RECORDS TO PROCESS =
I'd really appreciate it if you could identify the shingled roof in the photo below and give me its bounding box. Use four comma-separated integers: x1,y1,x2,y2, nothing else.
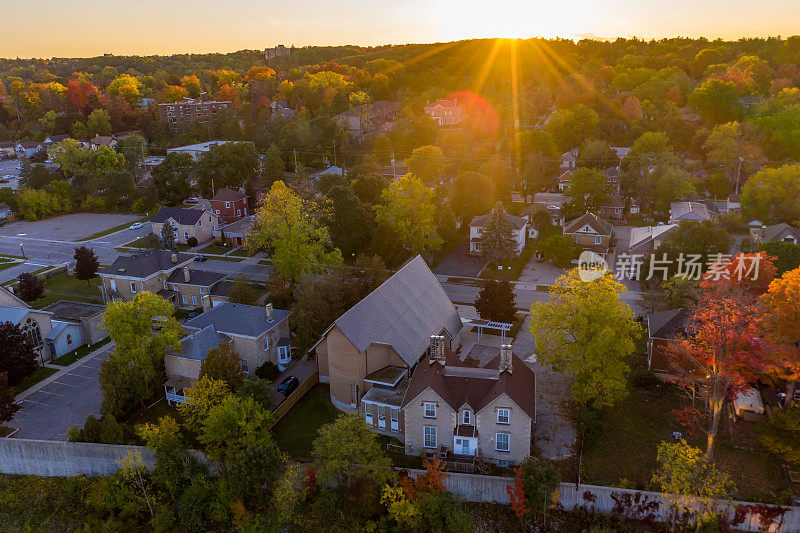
402,348,536,418
151,207,205,226
334,255,462,365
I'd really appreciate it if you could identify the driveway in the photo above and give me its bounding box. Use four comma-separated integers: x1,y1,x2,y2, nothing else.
0,213,140,242
7,343,114,441
433,239,486,278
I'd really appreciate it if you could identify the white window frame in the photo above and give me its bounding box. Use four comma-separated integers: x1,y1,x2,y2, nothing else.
422,402,436,418
422,426,439,449
497,408,511,425
494,432,511,452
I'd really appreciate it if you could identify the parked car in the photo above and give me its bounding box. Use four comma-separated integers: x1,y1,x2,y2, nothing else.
278,376,300,396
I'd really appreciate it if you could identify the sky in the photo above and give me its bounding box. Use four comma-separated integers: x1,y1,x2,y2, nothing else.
0,0,800,58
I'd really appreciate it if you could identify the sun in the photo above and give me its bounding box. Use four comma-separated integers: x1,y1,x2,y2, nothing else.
436,0,597,40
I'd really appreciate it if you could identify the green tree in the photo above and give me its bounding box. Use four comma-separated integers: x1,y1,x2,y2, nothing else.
758,241,800,276
688,78,739,124
475,280,517,323
228,273,259,305
741,165,800,224
195,142,260,193
99,292,183,418
481,202,517,265
153,152,194,204
0,322,39,385
200,341,244,392
73,246,100,285
311,414,392,488
373,174,442,254
653,440,736,530
530,268,641,408
178,376,231,433
198,396,275,466
406,145,444,184
245,180,342,281
449,170,495,223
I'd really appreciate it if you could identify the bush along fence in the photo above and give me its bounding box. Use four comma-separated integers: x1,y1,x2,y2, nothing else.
409,470,800,533
0,439,800,533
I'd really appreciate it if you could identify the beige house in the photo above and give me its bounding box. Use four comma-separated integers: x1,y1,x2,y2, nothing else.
98,250,194,305
311,256,462,412
400,337,536,466
151,207,219,244
564,212,614,257
164,303,292,402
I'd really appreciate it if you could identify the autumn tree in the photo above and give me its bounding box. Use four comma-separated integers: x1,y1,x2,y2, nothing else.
200,341,245,392
406,146,444,184
0,322,38,385
475,280,516,323
373,174,442,255
530,268,641,408
666,254,775,461
73,246,100,285
245,180,342,281
481,202,517,265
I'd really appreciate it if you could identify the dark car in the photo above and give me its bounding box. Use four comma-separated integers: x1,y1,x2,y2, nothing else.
278,376,300,396
186,307,203,320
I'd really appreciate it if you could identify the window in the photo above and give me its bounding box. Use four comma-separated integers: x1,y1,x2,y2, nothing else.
494,433,511,452
497,409,511,424
423,426,436,448
424,402,436,418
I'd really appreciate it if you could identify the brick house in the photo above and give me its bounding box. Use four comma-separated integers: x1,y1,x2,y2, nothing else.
211,189,248,221
423,98,464,126
400,338,536,466
150,207,219,244
564,212,614,257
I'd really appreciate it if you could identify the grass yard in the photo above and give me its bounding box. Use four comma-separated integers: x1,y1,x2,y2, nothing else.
480,246,535,281
14,366,58,394
53,337,111,366
272,383,341,460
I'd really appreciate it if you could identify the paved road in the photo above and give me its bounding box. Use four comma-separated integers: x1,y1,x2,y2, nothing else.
8,343,114,441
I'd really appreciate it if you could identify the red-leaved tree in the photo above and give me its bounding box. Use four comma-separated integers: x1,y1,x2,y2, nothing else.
667,253,775,460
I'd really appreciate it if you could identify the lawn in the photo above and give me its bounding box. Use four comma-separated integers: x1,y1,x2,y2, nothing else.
77,217,149,242
53,337,111,366
31,272,103,309
14,366,58,394
480,246,535,281
272,384,341,460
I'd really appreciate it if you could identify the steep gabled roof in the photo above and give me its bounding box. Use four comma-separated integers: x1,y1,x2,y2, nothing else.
151,207,205,226
334,255,462,365
564,212,614,235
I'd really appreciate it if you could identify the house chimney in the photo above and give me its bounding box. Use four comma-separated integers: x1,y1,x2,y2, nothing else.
499,344,514,374
428,335,444,365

TASK STATEMENT = Rewrite all of the data above, changing "bounding box" to "enclosing rectangle" everywhere it occurs and keeping everything else the same. Leave the pictures out of your answer.

SOLUTION =
I'd really appreciate it if you could identify the shingled roof in the photo below and give me its enclosing rectangle. Use four comma-separated integers: x1,y1,x2,y2, nothing else.
402,348,536,418
151,207,205,226
334,255,462,365
I'd really appreciate it if you could identify the driveway in the photo above and give me its enclosing rectangle. Use four comma-separated integers: x1,y1,x2,y2, nothing else.
0,213,140,242
7,343,114,441
433,239,486,278
I'd really appreciate it if you could identify the white window frame in the photo above and give me its enclosing rectangle. Use four comma-separated integers: x1,y1,x2,y2, nothing else.
422,402,436,418
422,426,439,449
497,408,511,425
494,432,511,452
I'd really appreciate it if you could identify the parked car in the photo above and give me its enclosing rectangle. Use four comma-separated integers: x1,y1,x2,y2, nothing else.
278,376,300,396
I'd really appreciate it if you could identify the sky in the photo above and give me its enclosing rectangle. Use four comma-separated integers: x1,y1,x2,y2, nothing else.
0,0,800,58
I'd really appreciate it if you could identify the sun in the photo above and give me its enclosing rectangle. Use four comma-separated integers: x1,y1,x2,y2, nothing else.
436,0,597,40
I'd really appreciate it if you could identify the green tree in the photo above and give me its enclosing rectangle. Use four comma-separated integers: x1,y1,x2,y2, nothing else.
758,241,800,276
688,78,739,124
475,280,517,323
228,273,259,305
741,165,800,224
195,142,260,193
99,292,183,418
481,202,517,265
153,152,194,204
0,322,39,385
200,341,244,392
73,246,100,285
311,414,392,488
373,174,442,254
653,440,736,530
530,268,641,408
178,376,231,433
198,396,275,466
406,145,444,184
245,180,342,281
449,170,495,223
I'd really appreciate it if you could identify the bush along fence in the photo above and give me its enclosing rectangle. Use four comma-separated integers: x1,y1,x2,y2, nothing else.
409,470,800,533
0,439,800,533
I'd really appreciate it if you could identify the beige house in the photo above and give me its enclosing rectangle. Use four comma-separated integers: x1,y1,x2,y2, nothing else.
98,250,194,305
311,256,462,412
400,337,536,466
151,207,219,244
564,212,614,257
164,303,292,402
I'd really appreciate it if you could identify the autumn tree in the photo above and give me its enclosing rectangle. Use four comma-separated integers: x1,y1,x2,y2, nothing else.
200,341,245,392
406,146,444,184
0,322,38,385
475,280,516,323
373,174,442,255
530,268,641,408
666,254,775,461
73,246,100,285
245,180,342,281
481,202,517,265
I'd really appreciate it if you could identify the dark car in the photo above and give me its enclosing rectangle. Use four comma-separated integers: x1,y1,x2,y2, nothing else.
278,376,300,396
186,307,203,320
I'd really appreciate it if you could identify the window in the photo above and give me its enclosing rectangle. Use four comma-separated integers: x1,y1,x2,y2, nothing else.
494,433,511,452
497,409,511,424
423,426,436,448
424,402,436,418
I'd really appreciate it if you could identify the brick house in the photo above and give me its enclosing rectangle. Use four comma-separated integers: x1,y1,x2,y2, nothing else.
211,189,248,221
423,98,464,126
400,338,536,466
150,207,219,244
564,212,614,257
I'd really appreciate it if you could identify the grass yard in the photo above and give me its enclosing rectangle. Use four comma-separated integers: x1,y1,x2,y2, nothing else.
480,246,535,281
14,366,58,394
53,337,111,366
272,383,341,460
I'd really appreciate it if you could identify the paved road in the photo above and give me its enclosing rectangle. Use four comma-separated integers: x1,y1,x2,y2, nothing else.
8,343,114,441
I'd really appreciate it if you could identify the red-leaved tree in the photo above and give me its enclosing rectangle. Use four comma-separated integers: x1,y1,x2,y2, nothing else.
667,253,775,460
I'd really appreciate it if you could identify the lawn in the photo above and give me its enclosing rectangle. Use four comma-separated integers: x1,y1,x2,y2, nothing else.
77,217,149,242
53,337,111,366
31,272,103,309
14,366,58,394
480,246,535,281
272,384,341,460
I'd really appreciate it if you could identify the steep gabled roof in the photo above and give me its enclosing rectangle. Use four comma-separated integers: x1,y1,x2,y2, nothing else.
151,207,205,226
334,255,462,365
564,212,614,235
I'd really appreciate it if you could identify the house chimney in the photo above and give me its enclosing rectangle. Use four comma-separated integers: x1,y1,x2,y2, nothing else.
499,344,514,374
428,335,444,365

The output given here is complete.